What to work on:
Write the next part of the article about Bartonella infection and psychiatric symptoms, starting after its final sentence.

Bartonella Infection Associated With Psychiatric Symptoms and Skin Lesions
Bartonella bacteria causes several diseases in animals and humans.
Bartonella bacteria are increasingly recognized as an emerging infectious disease threat.
A new study by NC State College of Veterinary Medicine (CVM) researchers has found additional instances of Bartonella infection in humans who exhibited neuropsychiatric symptoms, a subset of whom also had skin lesions.
This research adds to the body of evidence that not only can Bartonella infection mimic a spectrum of chronic illnesses – including mental illness – but also that dermatological symptoms may accompany infection.
Bartonella henselae is a bacterium historically associated with cat-scratch disease, which until recently was thought to be a short-lived (or self-limiting) infection. There are at least 30 different known Bartonella species, of which 13 have been found to infect humans.
Improved methods for detecting Bartonella infection in animals and humans – it is notorious for “hiding” in the linings of blood vessels and potentially the skin – has led to the diagnosis of bartonelloses in patients with a host of chronic illnesses.

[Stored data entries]
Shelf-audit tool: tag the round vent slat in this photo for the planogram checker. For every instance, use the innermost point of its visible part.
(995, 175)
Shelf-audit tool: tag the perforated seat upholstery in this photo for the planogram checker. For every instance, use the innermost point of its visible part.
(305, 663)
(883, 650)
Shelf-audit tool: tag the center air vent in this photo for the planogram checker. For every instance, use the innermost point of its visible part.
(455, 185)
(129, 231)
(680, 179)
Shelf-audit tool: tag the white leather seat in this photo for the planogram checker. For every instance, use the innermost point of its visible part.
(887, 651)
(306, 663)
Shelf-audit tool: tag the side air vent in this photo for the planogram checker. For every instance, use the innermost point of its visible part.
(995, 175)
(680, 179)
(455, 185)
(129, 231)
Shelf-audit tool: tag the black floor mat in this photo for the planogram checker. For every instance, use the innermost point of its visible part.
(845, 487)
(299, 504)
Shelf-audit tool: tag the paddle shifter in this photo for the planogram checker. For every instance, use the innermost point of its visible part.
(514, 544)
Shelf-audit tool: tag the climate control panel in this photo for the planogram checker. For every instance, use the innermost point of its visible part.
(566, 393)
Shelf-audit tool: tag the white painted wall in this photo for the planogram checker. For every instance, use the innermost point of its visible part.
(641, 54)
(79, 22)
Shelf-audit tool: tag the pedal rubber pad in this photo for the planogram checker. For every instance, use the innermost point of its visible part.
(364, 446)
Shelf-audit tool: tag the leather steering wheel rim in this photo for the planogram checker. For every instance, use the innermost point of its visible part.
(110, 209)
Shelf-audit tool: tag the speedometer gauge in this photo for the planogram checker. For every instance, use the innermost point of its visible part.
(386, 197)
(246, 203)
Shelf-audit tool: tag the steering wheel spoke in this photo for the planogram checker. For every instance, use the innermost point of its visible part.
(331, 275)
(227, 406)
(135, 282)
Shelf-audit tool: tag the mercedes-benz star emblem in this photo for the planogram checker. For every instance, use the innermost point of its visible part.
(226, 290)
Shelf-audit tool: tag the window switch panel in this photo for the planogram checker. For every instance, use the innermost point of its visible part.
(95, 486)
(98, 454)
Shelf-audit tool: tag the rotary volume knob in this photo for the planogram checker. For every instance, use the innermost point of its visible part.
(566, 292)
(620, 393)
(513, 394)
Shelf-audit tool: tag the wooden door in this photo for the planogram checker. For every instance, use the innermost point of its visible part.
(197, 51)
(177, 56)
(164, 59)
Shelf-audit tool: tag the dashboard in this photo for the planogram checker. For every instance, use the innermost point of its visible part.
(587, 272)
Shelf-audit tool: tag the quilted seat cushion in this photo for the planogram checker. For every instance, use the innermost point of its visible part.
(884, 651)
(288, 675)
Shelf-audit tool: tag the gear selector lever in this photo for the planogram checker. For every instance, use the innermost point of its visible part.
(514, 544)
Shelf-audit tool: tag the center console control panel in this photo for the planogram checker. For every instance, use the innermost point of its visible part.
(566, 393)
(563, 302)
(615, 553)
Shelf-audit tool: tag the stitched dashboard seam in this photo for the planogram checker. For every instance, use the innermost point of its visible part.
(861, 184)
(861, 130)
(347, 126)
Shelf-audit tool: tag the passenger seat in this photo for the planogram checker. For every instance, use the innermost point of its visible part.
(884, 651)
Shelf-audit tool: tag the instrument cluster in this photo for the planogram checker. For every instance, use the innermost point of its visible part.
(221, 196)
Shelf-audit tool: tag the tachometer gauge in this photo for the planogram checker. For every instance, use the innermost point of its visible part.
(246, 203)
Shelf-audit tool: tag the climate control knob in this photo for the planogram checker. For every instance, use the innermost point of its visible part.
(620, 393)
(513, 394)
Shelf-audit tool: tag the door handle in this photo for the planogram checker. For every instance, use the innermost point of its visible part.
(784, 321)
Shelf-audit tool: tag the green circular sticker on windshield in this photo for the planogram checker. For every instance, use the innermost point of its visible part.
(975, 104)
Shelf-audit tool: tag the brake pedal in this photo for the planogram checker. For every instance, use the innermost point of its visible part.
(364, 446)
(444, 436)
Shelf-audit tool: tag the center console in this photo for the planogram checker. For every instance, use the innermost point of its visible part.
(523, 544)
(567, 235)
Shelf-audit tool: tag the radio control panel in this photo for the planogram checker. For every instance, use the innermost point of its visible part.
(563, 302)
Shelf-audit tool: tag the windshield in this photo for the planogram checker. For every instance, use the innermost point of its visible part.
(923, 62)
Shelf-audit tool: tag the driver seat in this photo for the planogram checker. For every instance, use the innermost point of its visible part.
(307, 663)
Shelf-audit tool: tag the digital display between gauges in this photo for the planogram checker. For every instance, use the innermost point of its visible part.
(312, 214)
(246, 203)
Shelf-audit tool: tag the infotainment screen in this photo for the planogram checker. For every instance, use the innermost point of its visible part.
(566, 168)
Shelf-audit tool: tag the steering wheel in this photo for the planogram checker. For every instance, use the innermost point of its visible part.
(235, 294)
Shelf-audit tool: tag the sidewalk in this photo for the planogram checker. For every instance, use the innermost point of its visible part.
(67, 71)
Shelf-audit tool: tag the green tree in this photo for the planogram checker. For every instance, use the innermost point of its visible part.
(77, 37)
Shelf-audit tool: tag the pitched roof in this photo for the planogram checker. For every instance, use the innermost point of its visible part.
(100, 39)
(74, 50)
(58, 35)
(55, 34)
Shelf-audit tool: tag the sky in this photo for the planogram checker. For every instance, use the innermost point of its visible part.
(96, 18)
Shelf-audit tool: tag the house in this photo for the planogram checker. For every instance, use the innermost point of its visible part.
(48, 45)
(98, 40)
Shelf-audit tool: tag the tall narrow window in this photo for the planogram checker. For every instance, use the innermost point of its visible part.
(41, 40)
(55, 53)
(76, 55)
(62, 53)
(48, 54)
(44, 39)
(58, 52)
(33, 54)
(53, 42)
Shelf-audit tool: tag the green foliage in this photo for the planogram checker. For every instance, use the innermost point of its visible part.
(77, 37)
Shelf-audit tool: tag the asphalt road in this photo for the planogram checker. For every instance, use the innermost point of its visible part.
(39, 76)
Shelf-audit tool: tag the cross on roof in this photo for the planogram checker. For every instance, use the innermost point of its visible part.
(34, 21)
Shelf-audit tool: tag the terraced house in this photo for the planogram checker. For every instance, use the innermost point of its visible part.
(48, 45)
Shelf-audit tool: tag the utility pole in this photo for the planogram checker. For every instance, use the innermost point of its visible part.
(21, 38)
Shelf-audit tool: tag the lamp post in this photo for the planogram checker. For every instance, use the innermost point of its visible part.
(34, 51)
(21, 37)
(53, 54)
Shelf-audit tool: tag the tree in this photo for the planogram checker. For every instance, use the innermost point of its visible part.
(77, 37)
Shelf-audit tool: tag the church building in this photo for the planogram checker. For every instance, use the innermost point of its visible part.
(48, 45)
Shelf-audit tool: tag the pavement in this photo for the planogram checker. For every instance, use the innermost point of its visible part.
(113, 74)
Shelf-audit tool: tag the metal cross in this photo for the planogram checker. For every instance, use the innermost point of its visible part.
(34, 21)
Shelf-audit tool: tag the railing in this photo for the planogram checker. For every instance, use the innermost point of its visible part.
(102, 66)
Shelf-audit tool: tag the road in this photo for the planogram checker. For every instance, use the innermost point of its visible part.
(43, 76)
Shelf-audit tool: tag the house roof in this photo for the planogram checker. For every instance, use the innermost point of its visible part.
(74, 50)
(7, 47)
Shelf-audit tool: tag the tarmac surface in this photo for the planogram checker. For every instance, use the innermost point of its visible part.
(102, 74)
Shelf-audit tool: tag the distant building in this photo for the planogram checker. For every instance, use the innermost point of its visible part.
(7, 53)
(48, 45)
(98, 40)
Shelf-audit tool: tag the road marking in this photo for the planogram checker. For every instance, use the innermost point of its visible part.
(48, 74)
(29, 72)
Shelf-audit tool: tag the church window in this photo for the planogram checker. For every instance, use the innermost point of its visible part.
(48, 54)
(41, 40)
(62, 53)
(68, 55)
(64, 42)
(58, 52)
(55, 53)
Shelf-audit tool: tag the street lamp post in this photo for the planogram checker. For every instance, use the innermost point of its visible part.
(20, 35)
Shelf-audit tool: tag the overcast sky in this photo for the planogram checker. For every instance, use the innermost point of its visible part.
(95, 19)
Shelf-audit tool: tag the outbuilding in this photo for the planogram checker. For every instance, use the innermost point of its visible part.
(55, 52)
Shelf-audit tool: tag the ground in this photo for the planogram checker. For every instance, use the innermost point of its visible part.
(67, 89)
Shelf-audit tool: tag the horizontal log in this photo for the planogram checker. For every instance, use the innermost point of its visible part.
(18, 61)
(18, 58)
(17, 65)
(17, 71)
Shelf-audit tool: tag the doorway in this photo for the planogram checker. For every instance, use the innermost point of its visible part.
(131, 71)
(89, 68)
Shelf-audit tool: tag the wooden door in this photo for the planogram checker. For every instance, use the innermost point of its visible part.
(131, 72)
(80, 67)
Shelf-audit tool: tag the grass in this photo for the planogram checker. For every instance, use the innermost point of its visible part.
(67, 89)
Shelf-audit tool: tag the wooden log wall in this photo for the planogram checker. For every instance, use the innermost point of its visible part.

Your response:
In 2019, Edward Breitschwerdt, the Melanie S. Steele Distinguished Professor of Internal Medicine at the CVM, published a case study involving an adolescent boy diagnosed with rapid onset schizophrenia, who had accompanying skin lesions. After Breitschwerdt’s research group documented Bartonella henselae infection, the patient received antimicrobial therapy and all neuropsychiatric symptoms resolved.
Edward Breitschwerdt
The new study is a follow-up to the 2019 work and is published in the journal Pathogens. Thirty-three participants suffering from neuropsychiatric symptoms ranging from sleep disorders and migraines to depression and anxiety enrolled in the study. Twenty-nine of 33 participants were found to have Bartonella infections based upon serology and enrichment blood culture polymerase chain reaction (PCR) testing. Twenty-four of the 29 Bartonella-positive participants (83%) reported the appearance of skin lesions during their illness.
Skin lesions ranged from cutaneous eruptions to red, irregular linear lesions randomly located on various parts of the patient’s body. Many of these lesions resembled striae distensae (stretch marks); however, typical risk factors for striae distensae, such as body building activities, obesity, pregnancy, prednisone treatment and other known disease associations, were either infrequently or not reported by study participants.
“This research, a follow-up to our initial case report of Pediatric Acute-Onset Neuropsychiatric Syndrome (PANS), was initiated to further investigate a possible association between neuropsychiatric illness, skin lesions and a bacterial infection of emerging biomedical importance,” Breitschwerdt says. “We hope that this research will enable physicians to suspect connections between disparate symptoms involving the nervous system and skin that could be associated with an underlying bacterial cause.”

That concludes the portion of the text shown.